• [What the task asks]
Reproduce the camping passage starting with "We try not to" and going on through "who are mating.", swapping "pal" for "companion".

• [Excerpted text]
• • •
I’d heard the watch go off this morning at seven. Who cares…

 …It is still early this morning. I’m startled by the weighty step of somebody big, just outside of the tent. We focus to identify the sound of whoever is tussling the leaves. He’s walking on two legs around our tent. I try to be as quiet as I can to not let the intruder know that I am awake and alert. I slide my hand toward my pistol. Whaoh there!  It’s only a turkey.

We try not to giggle too loud, fascinated by the nonchalant behaviors of a wild creature. I whisper, “Sure sounds like somebody is out there.”

 I recall last night, just before sundown, there was a big black turkey and a pal digging through the leaves. There are lots of those bugs that we saw yesterday, the black ones with white polka dots, who are mating.

We stretch and unzip the tent. I’m feeling gratitude to be here. The smells, the fresh air that falls from high on the mountain, the divine peace and solitude that comes from the thick coating of silence is out there beyond the passageway.  I must reverently crawl on my knees to reenter this monumental church. I stand, take a deep breath and stretch some more.
• • •
• [Available data]
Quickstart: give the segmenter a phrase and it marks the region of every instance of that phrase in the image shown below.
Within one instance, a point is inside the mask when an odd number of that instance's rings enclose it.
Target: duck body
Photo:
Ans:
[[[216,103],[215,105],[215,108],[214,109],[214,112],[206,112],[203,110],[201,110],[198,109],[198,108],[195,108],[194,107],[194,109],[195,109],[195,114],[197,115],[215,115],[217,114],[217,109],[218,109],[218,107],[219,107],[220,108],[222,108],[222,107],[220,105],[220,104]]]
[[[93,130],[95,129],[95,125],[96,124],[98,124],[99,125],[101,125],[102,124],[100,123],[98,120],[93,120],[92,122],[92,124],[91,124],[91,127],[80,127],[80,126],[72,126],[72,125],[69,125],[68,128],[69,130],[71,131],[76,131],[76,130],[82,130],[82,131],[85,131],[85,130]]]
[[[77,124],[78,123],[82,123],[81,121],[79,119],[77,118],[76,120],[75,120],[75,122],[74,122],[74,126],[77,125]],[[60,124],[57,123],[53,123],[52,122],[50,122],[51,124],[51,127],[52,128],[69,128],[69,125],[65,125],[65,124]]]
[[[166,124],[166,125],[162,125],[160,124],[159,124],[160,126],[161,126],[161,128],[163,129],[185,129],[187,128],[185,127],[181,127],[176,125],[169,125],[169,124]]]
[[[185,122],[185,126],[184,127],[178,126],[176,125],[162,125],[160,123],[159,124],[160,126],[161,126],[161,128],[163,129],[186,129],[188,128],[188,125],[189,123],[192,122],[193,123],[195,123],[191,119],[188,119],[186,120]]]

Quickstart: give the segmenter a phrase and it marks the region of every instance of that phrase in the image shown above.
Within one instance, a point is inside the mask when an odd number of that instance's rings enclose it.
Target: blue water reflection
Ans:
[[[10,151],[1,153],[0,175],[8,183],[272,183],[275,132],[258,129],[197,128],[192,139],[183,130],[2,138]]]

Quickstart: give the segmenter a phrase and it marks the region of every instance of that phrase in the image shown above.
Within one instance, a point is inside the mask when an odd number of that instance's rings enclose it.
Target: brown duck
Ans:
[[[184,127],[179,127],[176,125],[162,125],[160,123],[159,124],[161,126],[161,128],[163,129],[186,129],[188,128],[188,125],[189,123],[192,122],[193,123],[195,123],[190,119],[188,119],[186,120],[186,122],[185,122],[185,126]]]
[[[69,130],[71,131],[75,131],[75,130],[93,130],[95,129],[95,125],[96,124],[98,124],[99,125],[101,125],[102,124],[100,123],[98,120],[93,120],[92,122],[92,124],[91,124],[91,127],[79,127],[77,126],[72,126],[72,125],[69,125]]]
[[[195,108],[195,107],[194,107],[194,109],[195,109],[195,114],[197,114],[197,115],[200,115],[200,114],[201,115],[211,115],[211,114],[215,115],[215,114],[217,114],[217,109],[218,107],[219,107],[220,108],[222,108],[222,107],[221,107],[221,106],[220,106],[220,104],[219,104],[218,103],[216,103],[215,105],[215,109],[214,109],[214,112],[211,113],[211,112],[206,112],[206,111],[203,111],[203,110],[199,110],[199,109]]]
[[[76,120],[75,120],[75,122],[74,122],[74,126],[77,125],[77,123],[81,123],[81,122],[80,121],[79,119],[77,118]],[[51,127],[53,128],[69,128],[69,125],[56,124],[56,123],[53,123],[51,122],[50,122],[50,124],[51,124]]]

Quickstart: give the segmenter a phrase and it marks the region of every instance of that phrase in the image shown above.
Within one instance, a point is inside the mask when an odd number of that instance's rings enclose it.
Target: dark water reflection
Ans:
• • •
• [Exercise output]
We try not to giggle too loud, fascinated by the nonchalant behaviors of a wild creature. I whisper, “Sure sounds like somebody is out there.”

 I recall last night, just before sundown, there was a big black turkey and a companion digging through the leaves. There are lots of those bugs that we saw yesterday, the black ones with white polka dots, who are mating.